** Set exercise **
Convert the material into a Markdown table with the columns "Number" and "Entry", starting at the line that contains "pine tree category." and stopping after the line that contains "[[116, 271, 160, 321]]". Skip blank lines, and leave the pictures out of your answer.

** The records **
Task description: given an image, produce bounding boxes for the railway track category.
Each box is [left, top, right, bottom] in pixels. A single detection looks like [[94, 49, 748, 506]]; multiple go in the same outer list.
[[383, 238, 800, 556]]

...

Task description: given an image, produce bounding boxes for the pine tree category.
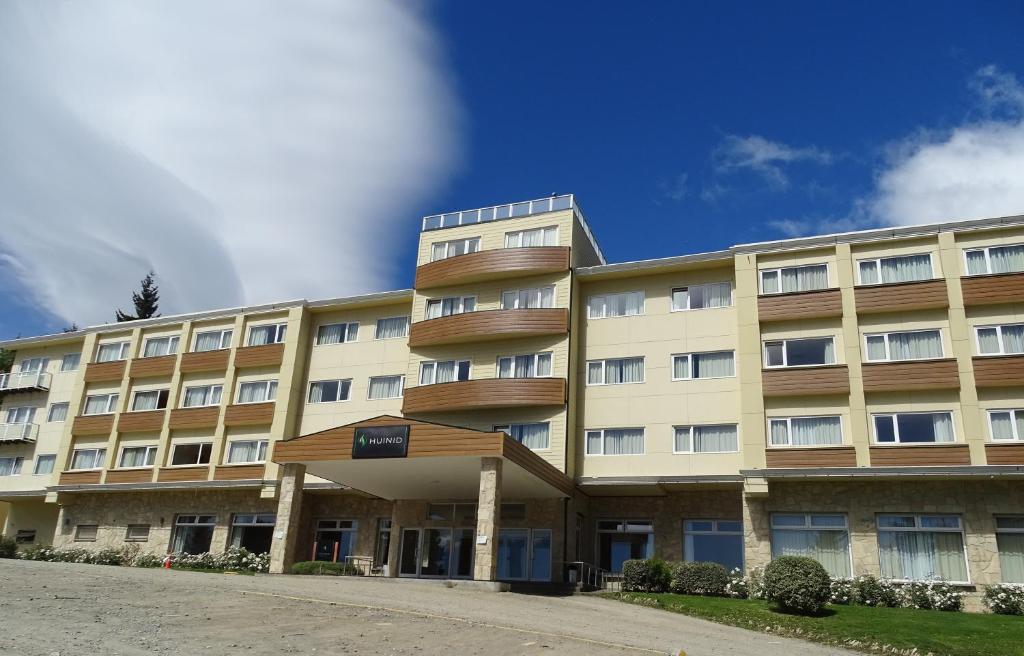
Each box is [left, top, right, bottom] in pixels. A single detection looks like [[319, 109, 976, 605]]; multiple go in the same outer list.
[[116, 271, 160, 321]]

** Task response **
| Number | Entry |
|---|---|
| 1 | Task description: given an image, produce bounding boxes for the pine tree category. |
| 2 | Each box is [left, top, right, bottom] in pixels. A single detection looks like [[319, 109, 976, 605]]; multiple go in the same outer list. |
| 3 | [[116, 271, 160, 321]] |